··· EXTRACT TO READ ···

Appellant asserts that these plaintiffs, by virtue of the feeder's contract, became and were co-owners with Hill, and that this was in effect a joint venture in the nature of a copartnership. It contends that if plaintiffs were part *Page 103 owners of these animals they could not have a lien thereon. The feeder's contract expressly provides that Hill "shall at all times be the owner of said cattle." Hill gave a bill of sale to the Pingree Company in which he alone was the vendor. The Pingree Company alone executed the chattel mortgage to appellant and neither of these parties requested plaintiffs to join in its execution. The transfer to Pingree Company was made without the knowledge or acquiescence of plaintiffs. They never were recognized by appellant or any of the other defendants at any time as having any title whatsoever to these cattle or any part thereof. The very mortgage upon which appellant bases its claim could convey to it only the interest which the Pingree Company had in the chattels therein described. If the plaintiffs were in fact part owners, their interest was not mortgaged to appellant, and upon the sale, under exhibit "D," plaintiffs would have been entitled to full pay for their interest before appellant could participate in the proceeds, as mortgagee of Hill's interest or the Pingree Company's interest in the cattle. The argument that the evidence shows plaintiffs to have been part owners is untenable when all the facts are considered.

···

__EXERCISE DESCRIPTION__:
Print the entire passage on the plaintiffs' claimed co-ownership of the cattle, word for word.

··· RECORDS SUPPLIED ···

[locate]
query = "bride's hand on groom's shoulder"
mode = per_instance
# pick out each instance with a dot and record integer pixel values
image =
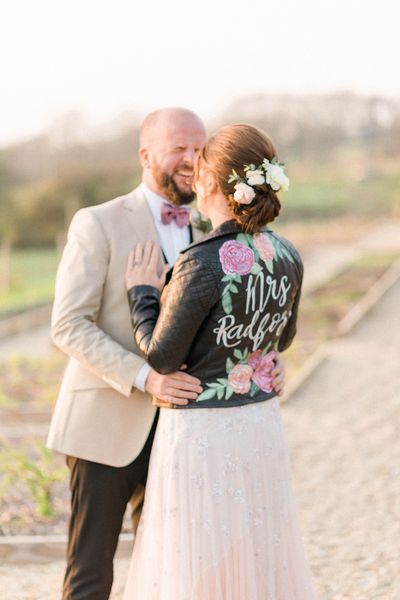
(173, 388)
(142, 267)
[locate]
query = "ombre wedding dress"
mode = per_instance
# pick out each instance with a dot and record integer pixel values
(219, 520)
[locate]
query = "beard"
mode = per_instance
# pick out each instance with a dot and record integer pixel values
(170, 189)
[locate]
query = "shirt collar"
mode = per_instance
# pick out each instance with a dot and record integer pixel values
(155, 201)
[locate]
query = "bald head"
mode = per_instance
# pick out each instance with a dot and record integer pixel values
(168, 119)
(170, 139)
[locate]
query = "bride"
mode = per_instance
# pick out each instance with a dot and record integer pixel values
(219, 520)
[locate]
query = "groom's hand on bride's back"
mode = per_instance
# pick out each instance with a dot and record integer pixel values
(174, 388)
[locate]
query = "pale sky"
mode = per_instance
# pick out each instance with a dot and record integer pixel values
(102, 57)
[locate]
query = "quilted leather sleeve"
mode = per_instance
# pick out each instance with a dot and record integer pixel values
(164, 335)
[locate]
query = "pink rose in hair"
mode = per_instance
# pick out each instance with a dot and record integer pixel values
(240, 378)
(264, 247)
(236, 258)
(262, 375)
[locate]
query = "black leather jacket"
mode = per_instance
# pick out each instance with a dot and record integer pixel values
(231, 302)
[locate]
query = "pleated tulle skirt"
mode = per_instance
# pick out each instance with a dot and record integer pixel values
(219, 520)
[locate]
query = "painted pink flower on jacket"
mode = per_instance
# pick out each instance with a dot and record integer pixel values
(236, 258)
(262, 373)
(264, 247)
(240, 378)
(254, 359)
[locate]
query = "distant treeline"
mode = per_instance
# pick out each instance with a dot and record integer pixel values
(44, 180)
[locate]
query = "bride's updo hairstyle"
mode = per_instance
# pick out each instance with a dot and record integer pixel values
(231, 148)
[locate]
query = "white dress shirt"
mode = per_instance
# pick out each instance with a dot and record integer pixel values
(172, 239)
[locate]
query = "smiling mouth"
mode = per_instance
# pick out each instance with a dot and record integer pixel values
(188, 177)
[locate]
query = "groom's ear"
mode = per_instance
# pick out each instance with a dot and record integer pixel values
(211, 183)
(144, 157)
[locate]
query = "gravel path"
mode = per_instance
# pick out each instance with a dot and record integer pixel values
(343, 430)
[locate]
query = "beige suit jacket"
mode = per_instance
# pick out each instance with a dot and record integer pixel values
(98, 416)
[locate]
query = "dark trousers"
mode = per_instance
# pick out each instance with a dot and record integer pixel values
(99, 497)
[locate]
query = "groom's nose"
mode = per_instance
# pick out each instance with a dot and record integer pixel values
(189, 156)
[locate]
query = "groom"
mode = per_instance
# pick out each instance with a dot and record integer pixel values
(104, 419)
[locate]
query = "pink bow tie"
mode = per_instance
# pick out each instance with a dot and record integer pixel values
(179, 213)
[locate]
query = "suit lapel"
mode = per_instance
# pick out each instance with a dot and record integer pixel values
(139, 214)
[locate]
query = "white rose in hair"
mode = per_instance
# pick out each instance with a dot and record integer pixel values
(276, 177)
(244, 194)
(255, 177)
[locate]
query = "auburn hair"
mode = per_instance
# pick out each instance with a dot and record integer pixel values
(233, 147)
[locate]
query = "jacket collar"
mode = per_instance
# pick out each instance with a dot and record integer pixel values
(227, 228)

···
··· RECORDS SUPPLIED ···

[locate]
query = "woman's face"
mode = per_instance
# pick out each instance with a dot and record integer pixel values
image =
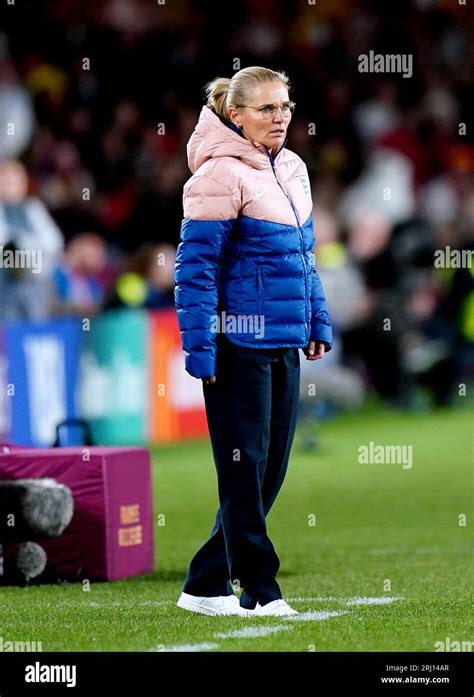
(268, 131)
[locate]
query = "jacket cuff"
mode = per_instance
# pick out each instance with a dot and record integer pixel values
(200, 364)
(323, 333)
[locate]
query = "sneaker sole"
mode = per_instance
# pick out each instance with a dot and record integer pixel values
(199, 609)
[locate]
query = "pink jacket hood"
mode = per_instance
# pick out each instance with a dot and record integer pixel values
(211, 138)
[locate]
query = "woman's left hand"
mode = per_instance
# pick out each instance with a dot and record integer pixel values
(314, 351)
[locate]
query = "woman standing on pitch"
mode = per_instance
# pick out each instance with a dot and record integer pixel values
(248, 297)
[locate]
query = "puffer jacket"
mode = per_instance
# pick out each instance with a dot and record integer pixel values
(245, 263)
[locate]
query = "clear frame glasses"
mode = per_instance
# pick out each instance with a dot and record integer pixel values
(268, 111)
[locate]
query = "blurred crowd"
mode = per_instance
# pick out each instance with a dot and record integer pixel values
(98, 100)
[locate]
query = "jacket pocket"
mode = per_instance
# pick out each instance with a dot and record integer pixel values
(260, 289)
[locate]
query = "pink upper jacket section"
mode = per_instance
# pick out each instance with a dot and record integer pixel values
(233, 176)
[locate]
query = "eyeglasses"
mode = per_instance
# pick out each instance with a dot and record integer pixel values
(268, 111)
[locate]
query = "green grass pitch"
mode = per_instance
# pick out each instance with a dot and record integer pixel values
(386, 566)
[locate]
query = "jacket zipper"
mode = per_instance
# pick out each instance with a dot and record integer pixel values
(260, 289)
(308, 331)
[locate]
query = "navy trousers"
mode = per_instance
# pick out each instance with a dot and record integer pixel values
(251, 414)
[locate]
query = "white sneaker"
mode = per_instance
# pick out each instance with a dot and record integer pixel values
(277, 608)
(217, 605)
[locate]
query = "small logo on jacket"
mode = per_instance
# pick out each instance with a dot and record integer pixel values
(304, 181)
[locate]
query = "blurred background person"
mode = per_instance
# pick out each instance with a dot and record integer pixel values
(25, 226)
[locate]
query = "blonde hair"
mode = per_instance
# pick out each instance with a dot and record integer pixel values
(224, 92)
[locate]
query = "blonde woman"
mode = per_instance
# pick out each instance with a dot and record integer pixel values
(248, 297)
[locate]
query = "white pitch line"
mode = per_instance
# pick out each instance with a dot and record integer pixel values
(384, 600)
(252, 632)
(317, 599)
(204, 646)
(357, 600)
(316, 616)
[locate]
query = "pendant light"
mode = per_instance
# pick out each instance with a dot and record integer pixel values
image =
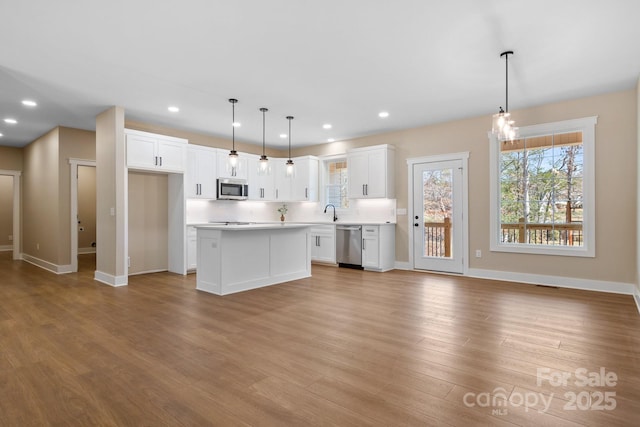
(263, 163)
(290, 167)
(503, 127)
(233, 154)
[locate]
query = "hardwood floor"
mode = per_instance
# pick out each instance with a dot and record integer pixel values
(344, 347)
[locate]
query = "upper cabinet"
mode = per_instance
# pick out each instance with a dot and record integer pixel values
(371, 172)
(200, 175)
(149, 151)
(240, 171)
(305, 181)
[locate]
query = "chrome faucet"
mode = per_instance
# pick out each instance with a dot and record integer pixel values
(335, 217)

···

__EXERCISE SOLUTION__:
Appellant asserts that these plaintiffs, by virtue of the feeder's contract, became and were co-owners with Hill, and that this was in effect a joint venture in the nature of a copartnership. It contends that if plaintiffs were part *Page 103 owners of these animals they could not have a lien thereon. The feeder's contract expressly provides that Hill "shall at all times be the owner of said cattle." Hill gave a bill of sale to the Pingree Company in which he alone was the vendor. The Pingree Company alone executed the chattel mortgage to appellant and neither of these parties requested plaintiffs to join in its execution. The transfer to Pingree Company was made without the knowledge or acquiescence of plaintiffs. They never were recognized by appellant or any of the other defendants at any time as having any title whatsoever to these cattle or any part thereof. The very mortgage upon which appellant bases its claim could convey to it only the interest which the Pingree Company had in the chattels therein described. If the plaintiffs were in fact part owners, their interest was not mortgaged to appellant, and upon the sale, under exhibit "D," plaintiffs would have been entitled to full pay for their interest before appellant could participate in the proceeds, as mortgagee of Hill's interest or the Pingree Company's interest in the cattle. The argument that the evidence shows plaintiffs to have been part owners is untenable when all the facts are considered.